===== Document segment
Shared from Tax Insider: Using Bonuses To Reduce Business Tax
By Lee Sharpe, May 2016
Using bonuses to reduce a business tax bill is a well-known procedure. It is also easy to get wrong! We shall look at the benefits and pitfalls. The rules can be quite complex, and this article aims to set out the fundamentals so that you know what to look out for. 
 

Why bonuses?

Most readers will be familiar with the idea that paying a salary to your spouse (or other family members) can be very tax-efficient if:
  1. they are not otherwise fully utilising their tax-free allowance/lower tax bands; and
  2. they do real work to justify the salary, otherwise HM Revenue and Customs will try to disallow the business expenditure.
In an ideal world, the business gets tax relief and the spouse receives income with relatively little tax cost. The idea of paying bonuses is similar. Company directors may decide to pay themselves a bonus and one consequence should be to reduce the company’s taxable profits, and the tax it then has to pay. There may be further PAYE income tax and National Insurance contributions (NICs) on the bonus to pay later on, but that will depend on the circumstances in the tax year of payment. Generally, I would consider bonus arrangements as a deferral mechanism. 
 

Timing is everything

Let’s take Jumbo Limited, which has a July year end. The company is already doing very well in the year to July 2016, and the four directors are concerned about the potential corporation tax bill. Mr Jumbo Snr. has heard that providing for a bonus will reduce the corporation tax bill.
 
If they pay the bonus immediately, the increase in the company’s PAYE and NICs bill will probably exceed any corporation tax saved – and may be payable sooner than the corporation tax. 
 
So Mr Jumbo Snr. decides that, at the next board meeting, he will propose that the directors are each paid a bonus of £25,000 sometime after the year end, but they will include a provision for the deduction in the company’s July 2016 accounts, because the bonus was earned for the excellent 2016 results. This ‘accrued expense’ in the company’s accounts should reduce the company’s taxable profits for the July 2016 accounting period but – so far – nobody has had to suffer any PAYE or NICs because nobody has been paid (but see later, as this story is not over).
 

How long can you wait?

In theory, you can defer a bonus payment up to nine months – which could easily be into the following tax year. This is allowed by the legislation (CTA 2009, s 1288), which effectively requires that, if the payment is made more than nine months after the end of the accounts, then a corresponding tax deduction is not allowed for the original accounts but instead in the period in which it is actually paid (the equivalent legislation for other businesses is at ITTOIA 2005, s 36).
==========
===== Records
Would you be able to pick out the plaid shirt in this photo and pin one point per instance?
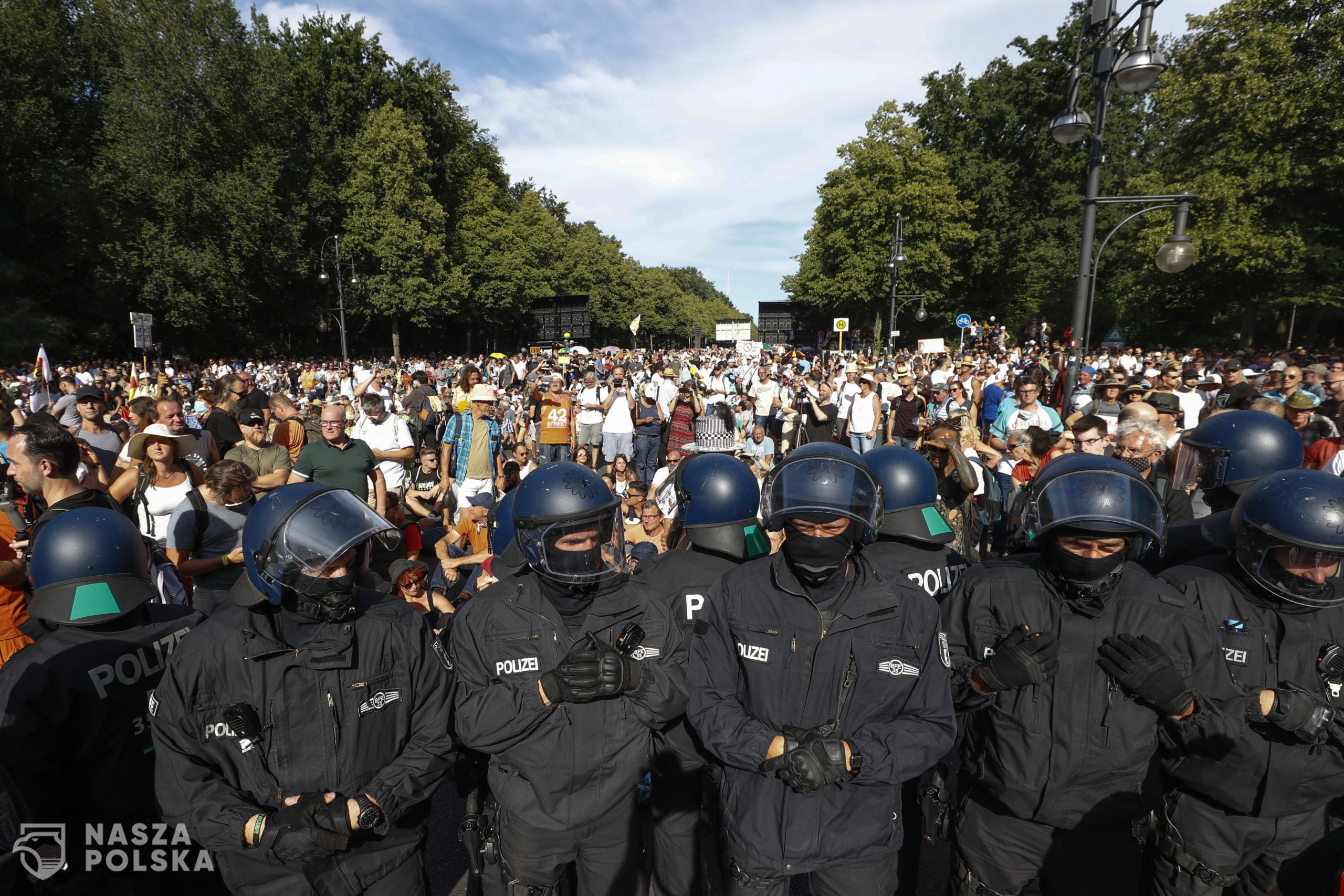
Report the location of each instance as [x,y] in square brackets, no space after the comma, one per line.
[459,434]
==========
===== Records
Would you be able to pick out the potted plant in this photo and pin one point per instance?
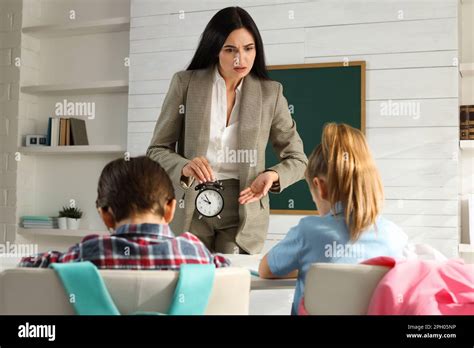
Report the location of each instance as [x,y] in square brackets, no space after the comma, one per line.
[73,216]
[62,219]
==========
▶ [Given request A] Reproduce the passage of the bonus tax article between "Why bonuses?" and "the business expenditure.", inclusive.
▶ [Given request B] Condense the paragraph of the bonus tax article that begins "In theory, you can defer" into a short bulleted list that keeps its main facts.
The records come from a separate source.

▶ [Task answer A]
Why bonuses?

Most readers will be familiar with the idea that paying a salary to your spouse (or other family members) can be very tax-efficient if:
  1. they are not otherwise fully utilising their tax-free allowance/lower tax bands; and
  2. they do real work to justify the salary, otherwise HM Revenue and Customs will try to disallow the business expenditure.

▶ [Task answer B]
- A bonus payment can in theory be deferred up to nine months, which could fall into the following tax year.
- The legislation that allows this is CTA 2009, s 1288.
- If payment is made more than nine months after the end of the accounts, the tax deduction is not allowed for the original accounts. It is allowed instead in the period in which the bonus is actually paid.
- For other businesses, the equivalent legislation is ITTOIA 2005, s 36.